Problem to work on - Copy out exactly the lines below that run from the one holding "Mark one point per instance of the snow-capped" to the one holding "Mark one point per instance of the small", keeping both of those lines and no others.

Point localization data -

──────

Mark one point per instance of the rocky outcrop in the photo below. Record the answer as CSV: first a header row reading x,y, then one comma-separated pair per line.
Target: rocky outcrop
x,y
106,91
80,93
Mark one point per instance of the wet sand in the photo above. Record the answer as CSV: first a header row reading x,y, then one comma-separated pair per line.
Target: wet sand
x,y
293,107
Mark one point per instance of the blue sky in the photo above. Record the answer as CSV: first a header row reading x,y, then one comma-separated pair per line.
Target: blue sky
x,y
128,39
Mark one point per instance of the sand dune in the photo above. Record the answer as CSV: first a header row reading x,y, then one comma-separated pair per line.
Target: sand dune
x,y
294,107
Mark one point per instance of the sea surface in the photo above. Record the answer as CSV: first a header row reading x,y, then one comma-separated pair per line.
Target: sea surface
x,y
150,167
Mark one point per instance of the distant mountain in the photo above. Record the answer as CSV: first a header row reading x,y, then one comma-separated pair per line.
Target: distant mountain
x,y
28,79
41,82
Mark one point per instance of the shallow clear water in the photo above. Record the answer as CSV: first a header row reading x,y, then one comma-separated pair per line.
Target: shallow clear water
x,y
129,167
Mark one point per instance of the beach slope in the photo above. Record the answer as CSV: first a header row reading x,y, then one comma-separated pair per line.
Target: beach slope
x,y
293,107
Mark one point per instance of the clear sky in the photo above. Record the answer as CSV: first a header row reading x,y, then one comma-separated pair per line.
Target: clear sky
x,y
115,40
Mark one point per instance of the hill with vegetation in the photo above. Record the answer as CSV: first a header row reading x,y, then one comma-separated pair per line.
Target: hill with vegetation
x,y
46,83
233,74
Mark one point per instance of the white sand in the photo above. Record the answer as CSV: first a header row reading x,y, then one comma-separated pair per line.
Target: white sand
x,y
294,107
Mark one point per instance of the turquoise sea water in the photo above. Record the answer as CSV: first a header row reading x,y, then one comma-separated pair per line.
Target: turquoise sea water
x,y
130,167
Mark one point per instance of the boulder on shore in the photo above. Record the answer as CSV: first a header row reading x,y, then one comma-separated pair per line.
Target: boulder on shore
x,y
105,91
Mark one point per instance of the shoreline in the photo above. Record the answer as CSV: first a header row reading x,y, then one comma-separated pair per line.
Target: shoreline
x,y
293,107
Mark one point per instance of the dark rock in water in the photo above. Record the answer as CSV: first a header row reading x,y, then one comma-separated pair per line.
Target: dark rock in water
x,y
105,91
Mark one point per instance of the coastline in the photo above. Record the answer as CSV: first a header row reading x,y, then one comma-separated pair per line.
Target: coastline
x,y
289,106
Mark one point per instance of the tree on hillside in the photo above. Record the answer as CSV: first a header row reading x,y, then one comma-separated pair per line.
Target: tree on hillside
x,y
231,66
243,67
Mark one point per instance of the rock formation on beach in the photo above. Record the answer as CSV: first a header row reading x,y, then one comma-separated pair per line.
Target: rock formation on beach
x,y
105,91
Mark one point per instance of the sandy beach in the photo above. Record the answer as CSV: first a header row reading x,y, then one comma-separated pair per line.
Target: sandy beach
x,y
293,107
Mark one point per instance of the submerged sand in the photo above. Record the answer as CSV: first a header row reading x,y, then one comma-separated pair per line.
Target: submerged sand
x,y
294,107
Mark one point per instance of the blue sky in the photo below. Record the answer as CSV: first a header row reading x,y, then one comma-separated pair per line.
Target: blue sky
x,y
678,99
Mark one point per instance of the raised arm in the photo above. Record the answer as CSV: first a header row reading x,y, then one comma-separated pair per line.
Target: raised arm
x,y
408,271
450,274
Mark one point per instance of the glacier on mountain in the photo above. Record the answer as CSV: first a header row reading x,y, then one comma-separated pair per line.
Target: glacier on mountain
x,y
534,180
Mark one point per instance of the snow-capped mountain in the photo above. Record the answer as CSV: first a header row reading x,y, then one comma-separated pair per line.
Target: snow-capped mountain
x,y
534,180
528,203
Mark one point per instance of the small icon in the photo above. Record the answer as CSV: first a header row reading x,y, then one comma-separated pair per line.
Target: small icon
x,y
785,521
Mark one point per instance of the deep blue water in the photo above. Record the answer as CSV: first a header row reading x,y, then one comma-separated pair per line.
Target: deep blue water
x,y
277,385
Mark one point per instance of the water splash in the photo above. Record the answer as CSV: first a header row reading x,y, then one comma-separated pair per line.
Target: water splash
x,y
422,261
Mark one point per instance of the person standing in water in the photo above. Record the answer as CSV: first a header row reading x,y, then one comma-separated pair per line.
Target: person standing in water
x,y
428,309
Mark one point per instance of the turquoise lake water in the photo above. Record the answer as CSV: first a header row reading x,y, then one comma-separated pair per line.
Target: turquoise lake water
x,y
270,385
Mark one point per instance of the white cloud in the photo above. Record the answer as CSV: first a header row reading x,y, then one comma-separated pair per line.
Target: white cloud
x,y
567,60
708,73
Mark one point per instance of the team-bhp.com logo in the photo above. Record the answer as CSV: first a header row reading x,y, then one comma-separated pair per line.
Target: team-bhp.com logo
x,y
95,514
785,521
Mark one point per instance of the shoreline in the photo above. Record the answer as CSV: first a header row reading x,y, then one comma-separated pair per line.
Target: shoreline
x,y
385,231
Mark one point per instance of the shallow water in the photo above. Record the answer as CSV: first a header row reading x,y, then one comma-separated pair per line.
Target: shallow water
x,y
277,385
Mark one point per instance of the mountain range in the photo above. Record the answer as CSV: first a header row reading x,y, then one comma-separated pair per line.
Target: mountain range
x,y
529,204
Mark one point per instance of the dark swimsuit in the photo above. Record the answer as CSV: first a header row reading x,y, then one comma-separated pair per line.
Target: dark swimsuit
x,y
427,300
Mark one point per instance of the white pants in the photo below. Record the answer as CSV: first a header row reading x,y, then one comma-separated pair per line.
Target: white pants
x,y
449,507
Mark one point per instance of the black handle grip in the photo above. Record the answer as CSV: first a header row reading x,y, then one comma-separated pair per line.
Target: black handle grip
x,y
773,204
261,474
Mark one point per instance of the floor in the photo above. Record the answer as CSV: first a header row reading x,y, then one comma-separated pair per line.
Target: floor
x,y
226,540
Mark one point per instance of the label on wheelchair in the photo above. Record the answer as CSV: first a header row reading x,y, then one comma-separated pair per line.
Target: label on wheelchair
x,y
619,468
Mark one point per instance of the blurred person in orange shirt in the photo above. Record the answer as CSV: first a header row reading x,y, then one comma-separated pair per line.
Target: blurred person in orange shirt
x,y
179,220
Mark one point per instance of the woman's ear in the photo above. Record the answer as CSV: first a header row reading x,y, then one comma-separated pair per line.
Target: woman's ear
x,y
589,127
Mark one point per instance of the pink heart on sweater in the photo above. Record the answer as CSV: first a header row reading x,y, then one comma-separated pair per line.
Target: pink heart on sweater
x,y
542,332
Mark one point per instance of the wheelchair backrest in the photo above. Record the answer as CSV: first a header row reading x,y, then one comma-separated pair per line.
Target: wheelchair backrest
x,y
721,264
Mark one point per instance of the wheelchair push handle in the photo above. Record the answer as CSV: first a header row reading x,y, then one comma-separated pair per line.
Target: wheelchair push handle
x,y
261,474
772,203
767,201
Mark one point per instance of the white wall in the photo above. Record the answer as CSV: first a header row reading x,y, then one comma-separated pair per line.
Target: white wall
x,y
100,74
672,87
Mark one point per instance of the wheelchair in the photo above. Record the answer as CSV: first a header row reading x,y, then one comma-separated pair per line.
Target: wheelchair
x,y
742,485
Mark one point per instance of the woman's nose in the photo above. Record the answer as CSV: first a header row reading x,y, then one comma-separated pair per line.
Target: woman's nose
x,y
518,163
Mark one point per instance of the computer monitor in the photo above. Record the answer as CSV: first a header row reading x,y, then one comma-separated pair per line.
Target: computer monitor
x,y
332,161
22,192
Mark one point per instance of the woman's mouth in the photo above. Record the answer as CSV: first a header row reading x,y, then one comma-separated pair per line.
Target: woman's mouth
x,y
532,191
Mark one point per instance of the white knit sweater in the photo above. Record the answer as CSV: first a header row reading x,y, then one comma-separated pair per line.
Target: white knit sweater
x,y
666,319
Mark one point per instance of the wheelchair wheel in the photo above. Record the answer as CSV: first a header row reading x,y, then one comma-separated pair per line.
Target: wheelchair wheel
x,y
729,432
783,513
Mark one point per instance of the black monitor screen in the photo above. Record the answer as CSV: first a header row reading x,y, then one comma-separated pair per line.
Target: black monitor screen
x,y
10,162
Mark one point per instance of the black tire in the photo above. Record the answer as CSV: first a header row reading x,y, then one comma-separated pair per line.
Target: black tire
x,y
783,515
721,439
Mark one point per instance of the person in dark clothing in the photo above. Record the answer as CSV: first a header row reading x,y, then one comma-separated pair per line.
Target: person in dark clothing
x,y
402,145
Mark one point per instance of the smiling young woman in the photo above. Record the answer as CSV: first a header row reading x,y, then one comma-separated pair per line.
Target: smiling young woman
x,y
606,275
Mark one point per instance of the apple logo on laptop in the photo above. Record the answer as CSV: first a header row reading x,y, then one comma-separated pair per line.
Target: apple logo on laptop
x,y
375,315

──────

Problem solution -
Mark one point per instance of the snow-capped mountain in the photo above. Record the answer as CSV: first a header row reading x,y, then one comma-separated pair per line.
Target: snow-capped mountain
x,y
534,180
528,203
Mark one point per instance of the small icon in the photo above. Record the answer as CSV: first a header row reading x,y, then one comma-separated pair per line.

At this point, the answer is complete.